(Supplied records begins)
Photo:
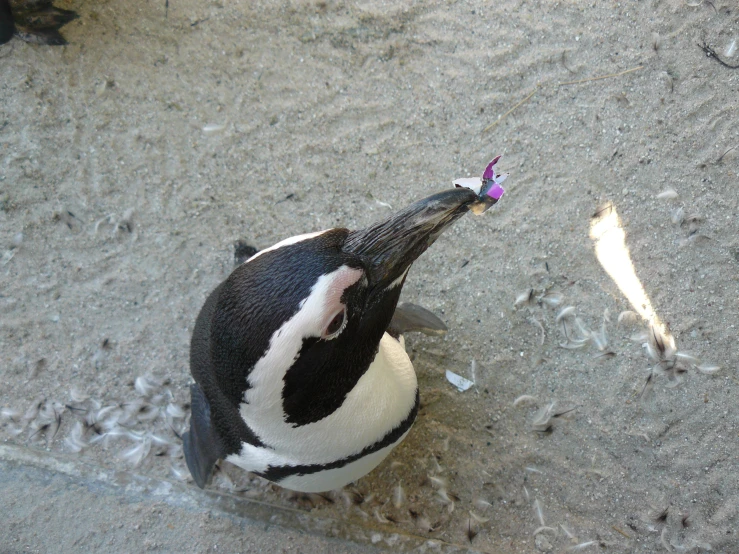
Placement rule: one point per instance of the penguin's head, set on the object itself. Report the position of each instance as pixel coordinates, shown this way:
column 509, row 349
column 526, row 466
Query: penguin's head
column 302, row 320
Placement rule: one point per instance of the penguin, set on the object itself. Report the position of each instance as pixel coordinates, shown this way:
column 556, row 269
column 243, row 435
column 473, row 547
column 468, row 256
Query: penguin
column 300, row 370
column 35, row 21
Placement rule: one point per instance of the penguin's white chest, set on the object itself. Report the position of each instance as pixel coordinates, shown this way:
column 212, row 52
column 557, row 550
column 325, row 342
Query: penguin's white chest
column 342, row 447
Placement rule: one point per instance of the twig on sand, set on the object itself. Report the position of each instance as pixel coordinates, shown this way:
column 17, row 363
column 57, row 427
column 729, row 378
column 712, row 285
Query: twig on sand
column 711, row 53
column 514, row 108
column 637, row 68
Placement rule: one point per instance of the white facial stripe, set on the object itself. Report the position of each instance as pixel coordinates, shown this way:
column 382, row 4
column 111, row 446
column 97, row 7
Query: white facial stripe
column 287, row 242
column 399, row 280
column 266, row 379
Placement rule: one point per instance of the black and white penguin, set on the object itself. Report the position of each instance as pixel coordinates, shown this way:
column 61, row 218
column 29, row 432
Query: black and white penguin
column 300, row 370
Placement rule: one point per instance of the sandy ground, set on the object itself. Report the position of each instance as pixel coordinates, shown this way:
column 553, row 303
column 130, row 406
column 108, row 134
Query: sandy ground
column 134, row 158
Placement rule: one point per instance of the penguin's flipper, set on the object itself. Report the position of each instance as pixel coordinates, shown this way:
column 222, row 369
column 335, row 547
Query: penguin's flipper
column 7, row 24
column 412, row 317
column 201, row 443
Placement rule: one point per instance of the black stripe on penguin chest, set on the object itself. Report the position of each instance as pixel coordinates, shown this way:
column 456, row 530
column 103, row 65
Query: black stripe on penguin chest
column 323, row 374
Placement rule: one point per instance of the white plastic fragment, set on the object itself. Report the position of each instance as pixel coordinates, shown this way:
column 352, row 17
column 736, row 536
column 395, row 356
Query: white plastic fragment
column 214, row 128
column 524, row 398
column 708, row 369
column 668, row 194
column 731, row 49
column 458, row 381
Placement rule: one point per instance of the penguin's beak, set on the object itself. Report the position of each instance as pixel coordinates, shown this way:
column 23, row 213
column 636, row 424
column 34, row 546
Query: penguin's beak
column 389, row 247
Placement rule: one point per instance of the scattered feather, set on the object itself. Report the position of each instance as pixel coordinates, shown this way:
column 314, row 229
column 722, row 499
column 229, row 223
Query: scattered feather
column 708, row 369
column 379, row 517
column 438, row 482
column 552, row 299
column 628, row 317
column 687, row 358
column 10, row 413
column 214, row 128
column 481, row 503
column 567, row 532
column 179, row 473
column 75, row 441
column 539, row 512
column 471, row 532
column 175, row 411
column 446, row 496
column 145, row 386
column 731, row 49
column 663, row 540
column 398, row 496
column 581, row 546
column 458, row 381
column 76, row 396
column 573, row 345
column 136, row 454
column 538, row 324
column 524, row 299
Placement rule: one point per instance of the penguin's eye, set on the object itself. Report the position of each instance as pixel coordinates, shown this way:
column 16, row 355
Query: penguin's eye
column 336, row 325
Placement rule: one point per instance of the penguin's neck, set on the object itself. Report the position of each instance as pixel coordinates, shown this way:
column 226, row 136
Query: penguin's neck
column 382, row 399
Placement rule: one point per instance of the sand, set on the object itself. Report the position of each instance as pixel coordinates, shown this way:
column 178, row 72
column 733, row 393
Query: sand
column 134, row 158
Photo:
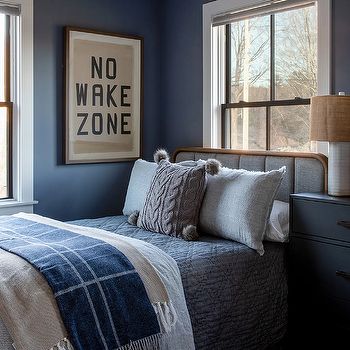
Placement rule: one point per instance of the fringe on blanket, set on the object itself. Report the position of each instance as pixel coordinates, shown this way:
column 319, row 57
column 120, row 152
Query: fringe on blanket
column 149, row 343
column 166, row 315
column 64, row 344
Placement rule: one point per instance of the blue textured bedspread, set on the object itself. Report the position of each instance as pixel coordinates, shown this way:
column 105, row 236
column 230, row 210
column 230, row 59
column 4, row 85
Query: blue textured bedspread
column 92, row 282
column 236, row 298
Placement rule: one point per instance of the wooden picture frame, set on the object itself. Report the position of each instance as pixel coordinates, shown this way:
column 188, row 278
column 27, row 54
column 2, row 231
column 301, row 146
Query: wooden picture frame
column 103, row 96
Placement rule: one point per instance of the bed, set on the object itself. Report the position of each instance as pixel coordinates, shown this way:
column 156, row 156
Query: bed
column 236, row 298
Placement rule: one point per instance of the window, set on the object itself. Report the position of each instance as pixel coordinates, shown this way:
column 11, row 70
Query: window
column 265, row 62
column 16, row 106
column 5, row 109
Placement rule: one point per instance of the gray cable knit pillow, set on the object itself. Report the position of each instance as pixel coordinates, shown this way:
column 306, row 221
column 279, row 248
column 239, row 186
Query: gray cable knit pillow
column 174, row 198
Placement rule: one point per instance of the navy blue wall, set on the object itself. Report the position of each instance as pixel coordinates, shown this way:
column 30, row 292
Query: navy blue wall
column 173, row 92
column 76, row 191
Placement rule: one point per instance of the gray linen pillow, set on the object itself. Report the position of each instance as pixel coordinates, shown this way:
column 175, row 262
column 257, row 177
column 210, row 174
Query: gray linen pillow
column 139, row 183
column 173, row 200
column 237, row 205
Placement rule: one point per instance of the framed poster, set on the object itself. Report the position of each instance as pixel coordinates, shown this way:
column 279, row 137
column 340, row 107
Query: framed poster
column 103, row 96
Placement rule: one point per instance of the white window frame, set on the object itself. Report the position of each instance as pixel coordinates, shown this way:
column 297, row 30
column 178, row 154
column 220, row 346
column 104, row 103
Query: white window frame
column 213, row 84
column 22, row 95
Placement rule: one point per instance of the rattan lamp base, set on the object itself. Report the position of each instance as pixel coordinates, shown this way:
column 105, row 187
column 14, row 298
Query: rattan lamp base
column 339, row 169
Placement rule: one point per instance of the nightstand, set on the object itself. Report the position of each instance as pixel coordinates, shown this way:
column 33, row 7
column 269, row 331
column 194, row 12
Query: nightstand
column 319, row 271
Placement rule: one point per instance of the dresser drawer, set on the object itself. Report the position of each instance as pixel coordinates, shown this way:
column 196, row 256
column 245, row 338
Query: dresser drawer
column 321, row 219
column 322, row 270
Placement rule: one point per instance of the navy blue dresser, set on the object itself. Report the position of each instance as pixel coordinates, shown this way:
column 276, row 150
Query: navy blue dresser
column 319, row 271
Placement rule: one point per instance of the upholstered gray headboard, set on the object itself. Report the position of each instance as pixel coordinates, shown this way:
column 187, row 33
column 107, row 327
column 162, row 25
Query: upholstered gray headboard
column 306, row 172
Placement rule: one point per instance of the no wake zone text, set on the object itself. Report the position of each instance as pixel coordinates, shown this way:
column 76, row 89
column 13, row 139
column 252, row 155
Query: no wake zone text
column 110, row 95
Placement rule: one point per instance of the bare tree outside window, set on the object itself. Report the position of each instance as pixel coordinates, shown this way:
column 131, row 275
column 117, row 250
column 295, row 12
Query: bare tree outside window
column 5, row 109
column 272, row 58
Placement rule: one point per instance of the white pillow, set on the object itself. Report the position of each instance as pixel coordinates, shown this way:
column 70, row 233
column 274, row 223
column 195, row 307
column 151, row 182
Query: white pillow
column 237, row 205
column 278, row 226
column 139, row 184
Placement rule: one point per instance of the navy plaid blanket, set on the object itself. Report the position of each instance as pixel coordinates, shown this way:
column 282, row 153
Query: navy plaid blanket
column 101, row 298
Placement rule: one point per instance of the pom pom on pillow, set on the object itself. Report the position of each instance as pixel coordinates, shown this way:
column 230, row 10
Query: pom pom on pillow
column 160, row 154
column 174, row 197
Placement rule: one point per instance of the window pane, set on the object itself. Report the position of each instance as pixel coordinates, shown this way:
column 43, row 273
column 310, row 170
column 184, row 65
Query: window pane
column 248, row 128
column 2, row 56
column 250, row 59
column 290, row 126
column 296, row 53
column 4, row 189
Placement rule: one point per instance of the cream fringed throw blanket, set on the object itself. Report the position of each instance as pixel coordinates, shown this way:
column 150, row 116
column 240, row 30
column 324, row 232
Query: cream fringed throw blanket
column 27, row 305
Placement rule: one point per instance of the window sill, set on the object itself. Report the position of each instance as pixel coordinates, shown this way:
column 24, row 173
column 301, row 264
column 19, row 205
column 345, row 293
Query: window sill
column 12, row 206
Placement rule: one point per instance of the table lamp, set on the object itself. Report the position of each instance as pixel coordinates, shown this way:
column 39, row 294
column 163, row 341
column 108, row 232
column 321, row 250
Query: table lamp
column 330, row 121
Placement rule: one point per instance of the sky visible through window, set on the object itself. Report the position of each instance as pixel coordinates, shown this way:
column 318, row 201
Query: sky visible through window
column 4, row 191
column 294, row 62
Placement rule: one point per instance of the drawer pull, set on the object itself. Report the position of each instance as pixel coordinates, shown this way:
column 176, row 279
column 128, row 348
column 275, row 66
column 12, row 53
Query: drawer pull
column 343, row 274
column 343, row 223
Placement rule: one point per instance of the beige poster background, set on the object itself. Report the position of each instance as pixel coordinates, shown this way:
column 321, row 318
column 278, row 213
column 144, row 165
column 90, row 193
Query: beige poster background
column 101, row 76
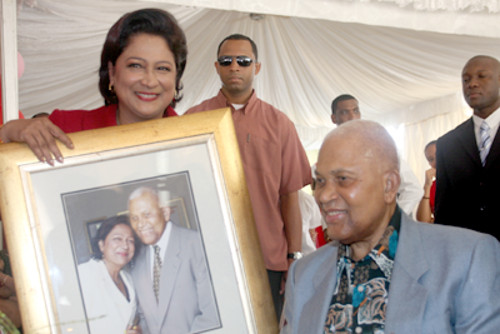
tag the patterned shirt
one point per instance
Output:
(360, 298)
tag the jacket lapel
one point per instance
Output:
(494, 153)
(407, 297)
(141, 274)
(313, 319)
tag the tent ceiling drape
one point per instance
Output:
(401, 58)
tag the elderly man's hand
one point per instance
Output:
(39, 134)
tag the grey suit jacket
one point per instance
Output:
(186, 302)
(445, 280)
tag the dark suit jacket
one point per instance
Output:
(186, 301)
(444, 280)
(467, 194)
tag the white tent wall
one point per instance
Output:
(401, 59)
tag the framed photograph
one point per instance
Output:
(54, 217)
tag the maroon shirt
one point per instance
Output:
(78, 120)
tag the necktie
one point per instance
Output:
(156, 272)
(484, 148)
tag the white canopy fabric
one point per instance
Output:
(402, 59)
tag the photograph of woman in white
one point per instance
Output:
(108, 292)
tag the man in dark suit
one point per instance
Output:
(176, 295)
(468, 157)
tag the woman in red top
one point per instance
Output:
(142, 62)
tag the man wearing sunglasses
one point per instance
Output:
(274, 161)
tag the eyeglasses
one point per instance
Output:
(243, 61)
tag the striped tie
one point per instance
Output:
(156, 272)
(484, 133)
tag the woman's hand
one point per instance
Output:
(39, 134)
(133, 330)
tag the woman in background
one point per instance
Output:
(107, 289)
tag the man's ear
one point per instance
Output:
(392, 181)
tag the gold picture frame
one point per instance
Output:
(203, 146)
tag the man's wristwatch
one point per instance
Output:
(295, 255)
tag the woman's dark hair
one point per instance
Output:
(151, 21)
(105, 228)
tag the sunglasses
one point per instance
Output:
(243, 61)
(Supplied records ends)
• **Problem requirements**: Your output should be the lines from the one with "tag the woman's hand" through the end of the records above, copied exactly.

• **Finished task**:
tag the woman's hand
one point per instance
Output:
(39, 134)
(133, 330)
tag the woman in background
one point per instance
Output:
(107, 289)
tag the man's ear
one point per instance
Output:
(392, 181)
tag the gold picture frame
one point per instance
Output:
(203, 146)
tag the man's wristwatch
one point per instance
Output:
(295, 255)
tag the woman's dark hair
one point per instance
Output:
(151, 21)
(105, 228)
tag the sunglasses
one point per instance
Output:
(243, 61)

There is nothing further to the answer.